[Pointing dataset records]
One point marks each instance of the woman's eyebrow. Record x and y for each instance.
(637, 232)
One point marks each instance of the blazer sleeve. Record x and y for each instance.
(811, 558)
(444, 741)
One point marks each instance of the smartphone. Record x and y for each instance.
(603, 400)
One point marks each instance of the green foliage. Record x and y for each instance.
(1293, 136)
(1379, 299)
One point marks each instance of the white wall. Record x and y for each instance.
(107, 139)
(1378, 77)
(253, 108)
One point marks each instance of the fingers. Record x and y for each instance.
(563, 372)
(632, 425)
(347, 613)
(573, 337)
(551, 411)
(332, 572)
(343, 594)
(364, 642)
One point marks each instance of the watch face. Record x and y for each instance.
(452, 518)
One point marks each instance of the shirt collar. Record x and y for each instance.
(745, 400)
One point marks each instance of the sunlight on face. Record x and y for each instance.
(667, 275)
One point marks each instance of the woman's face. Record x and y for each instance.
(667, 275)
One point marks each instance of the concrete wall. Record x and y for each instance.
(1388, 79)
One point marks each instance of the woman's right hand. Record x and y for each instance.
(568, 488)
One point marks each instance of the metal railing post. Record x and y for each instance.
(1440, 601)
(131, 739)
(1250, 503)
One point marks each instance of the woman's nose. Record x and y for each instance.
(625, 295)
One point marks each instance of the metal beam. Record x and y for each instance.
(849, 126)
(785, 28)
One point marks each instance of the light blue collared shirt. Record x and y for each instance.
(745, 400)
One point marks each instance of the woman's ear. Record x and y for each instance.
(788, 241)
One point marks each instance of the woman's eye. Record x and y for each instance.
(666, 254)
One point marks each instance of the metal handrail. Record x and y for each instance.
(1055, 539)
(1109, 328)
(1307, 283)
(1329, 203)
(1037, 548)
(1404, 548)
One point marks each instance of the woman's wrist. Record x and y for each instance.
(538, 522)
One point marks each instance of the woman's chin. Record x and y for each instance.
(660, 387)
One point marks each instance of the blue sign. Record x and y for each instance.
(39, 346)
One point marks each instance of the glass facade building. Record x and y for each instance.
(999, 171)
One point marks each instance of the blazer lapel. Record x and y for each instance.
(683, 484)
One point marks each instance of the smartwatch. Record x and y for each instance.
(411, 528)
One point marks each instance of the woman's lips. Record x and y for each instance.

▶ _Set problem_
Reproduce everything from the start of the records down to the line containing "(1250, 503)", shifting every x and y coordinate by adding 57 to it. Leave all other lines unchanged.

▶ _Exercise answer_
One point marks each instance of the woman's eyebrow. Record x and y for each instance.
(694, 289)
One point marks each instance of the blazer sleeve. Record x and y for each instance.
(868, 615)
(501, 798)
One point marks each instance of the smartphone. Record x and y for each instance.
(660, 457)
One point marks each instance of the green foliage. Record x and y for each instance.
(1350, 193)
(1436, 356)
One point marks each instance of the white wall. Record x and y for each instance.
(164, 196)
(1435, 134)
(310, 165)
One point marks each instance of the fingers. Record x and y for each instance.
(620, 429)
(689, 482)
(404, 670)
(630, 394)
(608, 468)
(389, 629)
(400, 651)
(421, 699)
One point marks each instance of the watch face. Record x and y for each instance.
(509, 575)
One point marks each instance of the shirt collar. Record x and y for each instance.
(802, 457)
One point marks each instance of the sunlight on face. Record x and y for each instance.
(724, 332)
One point marks each instance of the woman's face. Record x and y for each instance.
(724, 332)
One point marks each instance of the concrete wall. Record x and y for each instance.
(1445, 136)
One point marks each instance of the woman's right hand. Record x and y for each instance.
(625, 545)
One point marks each instance of the metal railing post. Record x and y for each instance.
(1497, 658)
(188, 796)
(1307, 560)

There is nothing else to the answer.